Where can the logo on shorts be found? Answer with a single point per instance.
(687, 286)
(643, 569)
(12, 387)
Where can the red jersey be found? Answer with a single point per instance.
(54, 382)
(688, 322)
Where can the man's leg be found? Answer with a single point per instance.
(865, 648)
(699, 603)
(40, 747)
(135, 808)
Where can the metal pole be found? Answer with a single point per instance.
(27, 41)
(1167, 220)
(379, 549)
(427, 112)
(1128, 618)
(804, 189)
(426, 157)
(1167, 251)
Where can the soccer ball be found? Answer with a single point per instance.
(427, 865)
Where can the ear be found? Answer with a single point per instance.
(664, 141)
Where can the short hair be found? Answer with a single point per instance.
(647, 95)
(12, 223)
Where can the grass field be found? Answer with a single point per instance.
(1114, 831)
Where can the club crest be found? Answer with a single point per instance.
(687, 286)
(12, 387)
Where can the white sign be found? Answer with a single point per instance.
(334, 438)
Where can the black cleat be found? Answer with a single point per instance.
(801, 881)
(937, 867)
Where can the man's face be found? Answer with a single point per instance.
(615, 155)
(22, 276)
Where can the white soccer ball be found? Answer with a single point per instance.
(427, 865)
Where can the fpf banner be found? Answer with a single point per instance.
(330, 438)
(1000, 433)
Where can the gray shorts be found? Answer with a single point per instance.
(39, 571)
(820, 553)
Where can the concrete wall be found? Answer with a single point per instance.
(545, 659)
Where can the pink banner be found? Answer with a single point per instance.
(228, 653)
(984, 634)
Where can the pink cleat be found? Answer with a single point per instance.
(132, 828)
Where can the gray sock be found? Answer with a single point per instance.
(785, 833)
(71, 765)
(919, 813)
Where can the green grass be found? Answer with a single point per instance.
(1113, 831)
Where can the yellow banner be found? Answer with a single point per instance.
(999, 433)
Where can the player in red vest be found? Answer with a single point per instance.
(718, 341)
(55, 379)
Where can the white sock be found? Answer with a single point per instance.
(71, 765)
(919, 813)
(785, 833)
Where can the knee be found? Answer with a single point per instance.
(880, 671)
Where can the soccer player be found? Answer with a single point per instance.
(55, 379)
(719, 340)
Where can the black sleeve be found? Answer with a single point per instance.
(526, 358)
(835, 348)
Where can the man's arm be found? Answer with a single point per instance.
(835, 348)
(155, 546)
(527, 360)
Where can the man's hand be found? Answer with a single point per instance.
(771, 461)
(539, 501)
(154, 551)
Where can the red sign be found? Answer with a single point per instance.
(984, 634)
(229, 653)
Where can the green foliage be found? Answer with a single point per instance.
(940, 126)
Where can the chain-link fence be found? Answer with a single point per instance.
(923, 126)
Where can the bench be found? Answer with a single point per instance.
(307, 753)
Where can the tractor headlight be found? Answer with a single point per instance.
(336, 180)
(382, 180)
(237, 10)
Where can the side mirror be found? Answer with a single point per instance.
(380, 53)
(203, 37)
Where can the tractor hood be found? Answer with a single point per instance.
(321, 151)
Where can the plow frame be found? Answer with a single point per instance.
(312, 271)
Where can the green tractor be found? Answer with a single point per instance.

——————————

## Work instruction
Return, word for word, each line from the line that contains "Where can the player" to the end of the listing above; include both end lines and nothing else.

## Answer to this task
Where can the player in red vest be found? Answer with a single point per instance.
(718, 341)
(55, 379)
Where can the white sock be found? Answer with a single point per instance.
(71, 765)
(919, 813)
(785, 833)
Where can the knee be found? Answer with a single point per instance.
(880, 671)
Where can the soccer player be found? Answer with a single point per instance.
(55, 379)
(719, 340)
Where can the black sleeve be found? Answer with a single point per instance.
(526, 358)
(835, 348)
Where can the man's arm be found? Answer with a single point per instance.
(835, 348)
(155, 546)
(527, 360)
Where can the man's hand be found? Answer with a single point per instance.
(771, 461)
(539, 501)
(154, 551)
Where can the red sign be found? Answer with a single point per instance.
(984, 634)
(229, 653)
Where can the green foliage be found? Answer with a single point per instance.
(940, 126)
Where can the chain-link fence be found? Answer with a single point per instance.
(923, 126)
Where can the bench be found? Answer with a single point per instance.
(307, 753)
Where can the tractor headlight be found? Answer with a single point per instance.
(336, 180)
(382, 180)
(237, 10)
Where can the side mirror be found? Answer with a single point per instance.
(380, 53)
(203, 37)
Where can the tractor hood be found? Answer with a single point per instance.
(321, 151)
Where can the plow frame be found? Answer with a single point per instance.
(312, 271)
Where can the green tractor be found? Answer with a single point per instance.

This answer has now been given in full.